* Start PAGE TEXT *
NCERT Solutions for Class 9 Maths Chapter 7 Triangles

NCERT Solutions for Class 9 Maths Chapter 7 Triangles

NCERT Solutions for Class 9 Maths Chapter 7 Triangles Ex 7.1

Ex 7.1 Class 9 Maths Question 1.
In quadrilateral ACBD, AC = AD and AB bisects ∠ A (see figure). Show that ∆ABC ≅ ∆ABD. What can you say about BC and BD?

NCERT Solutions for Class 9 Maths Chapter 7 Triangles Ex 7.1 Q1
Solution:
In quadrilateral ACBD, we have AC = AD and AB being the bisector of ∠A.
Now, In ∆ABC and ∆ABD,
AC = AD (Given)
∠ CAB = ∠ DAB ( AB bisects ∠ CAB)
and AB = AB (Common)
∴ ∆ ABC ≅ ∆ABD (By SAS congruence axiom)
∴ BC = BD (By CPCT)

Ex 7.1 Class 9 Maths Question 2.
ABCD is a quadrilateral in which AD = BC and ∠ DAB = ∠ CBA (see figure). Prove that
NCERT Solutions for Class 9 Maths Chapter 7 Triangles Ex 7.1 Q2
(i) ∆ABD ≅ ∆BAC
(ii) BD = AC
(iii) ∠ABD = ∠ BAC
Solution:
In quadrilateral ACBD, we have AD = BC and ∠ DAB = ∠ CBA

(i) In ∆ ABC and ∆ BAC,
AD = BC (Given)
∠DAB = ∠CBA (Given)
AB = AB (Common)
∴ ∆ ABD ≅ ∆BAC (By SAS congruence)

(ii) Since ∆ABD ≅ ∆BAC
⇒ BD = AC [By C.P.C.T.]

(iii) Since ∆ABD ≅ ∆BAC
⇒ ∠ABD = ∠BAC [By C.P.C.T.]

Ex 7.1 Class 9 Maths Question 3.
AD and BC are equal perpendiculars to a line segment AB (see figure). Show that CD bisects AB.
NCERT Solutions for Class 9 Maths Chapter 7 Triangles Ex 7.1 Q3
Solution:
In ∆BOC and ∆AOD, we have
∠BOC = ∠AOD
BC = AD [Given]
∠BOC = ∠AOD [Vertically opposite angles]
∴ ∆OBC ≅ ∆OAD [By AAS congruency]
⇒ OB = OA [By C.P.C.T.]
i.e., O is the mid-point of AB.
Thus, CD bisects AB.

Ex 7.1 Class 9 Maths Question 4.
* End PAGE TEXT *
*WRITTEN TASK A*
List every line in the rows below that contains the string "bounding". Case counts.
* Start RECORDED INFORMATION *
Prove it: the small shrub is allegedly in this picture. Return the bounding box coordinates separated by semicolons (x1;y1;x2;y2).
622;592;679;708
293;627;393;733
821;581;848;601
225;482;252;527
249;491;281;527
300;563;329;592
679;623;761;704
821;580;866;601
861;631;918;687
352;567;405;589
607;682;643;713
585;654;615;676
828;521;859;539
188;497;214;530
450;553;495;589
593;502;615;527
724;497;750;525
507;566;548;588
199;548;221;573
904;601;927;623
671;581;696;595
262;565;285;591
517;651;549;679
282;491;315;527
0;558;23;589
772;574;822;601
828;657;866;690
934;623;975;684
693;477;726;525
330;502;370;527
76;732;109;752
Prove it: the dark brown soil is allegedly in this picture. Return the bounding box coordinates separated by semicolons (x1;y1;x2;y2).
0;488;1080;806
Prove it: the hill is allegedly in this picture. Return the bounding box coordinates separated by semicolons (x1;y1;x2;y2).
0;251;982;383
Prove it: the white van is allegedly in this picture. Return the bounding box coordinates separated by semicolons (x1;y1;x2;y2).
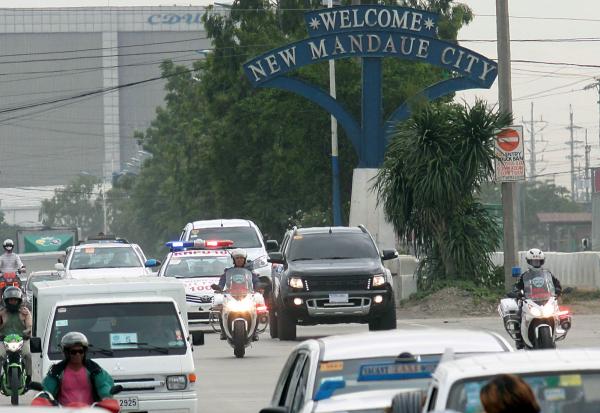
32;277;203;413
* End RECORDED INFORMATION *
*WRITTEN TASK B*
Answer these questions about the Class 9 triangles page, one per line:
(i) Which congruence axiom does the Question 1 solution use to show ∆ABC ≅ ∆ABD?
(ii) What does the Question 1 solution conclude about BC and BD?
(iii) Which congruency rule does the Question 3 solution use to show ∆OBC ≅ ∆OAD?

*SOLUTION A*
Prove it: the small shrub is allegedly in this picture. Return the bounding box coordinates separated by semicolons (x1;y1;x2;y2).
Prove it: the dark brown soil is allegedly in this picture. Return the bounding box coordinates separated by semicolons (x1;y1;x2;y2).
Prove it: the hill is allegedly in this picture. Return the bounding box coordinates separated by semicolons (x1;y1;x2;y2).
Prove it: the white van is allegedly in this picture. Return the bounding box coordinates separated by semicolons (x1;y1;x2;y2).

*SOLUTION B*
(i) The SAS congruence axiom
(ii) BC = BD
(iii) AAS congruency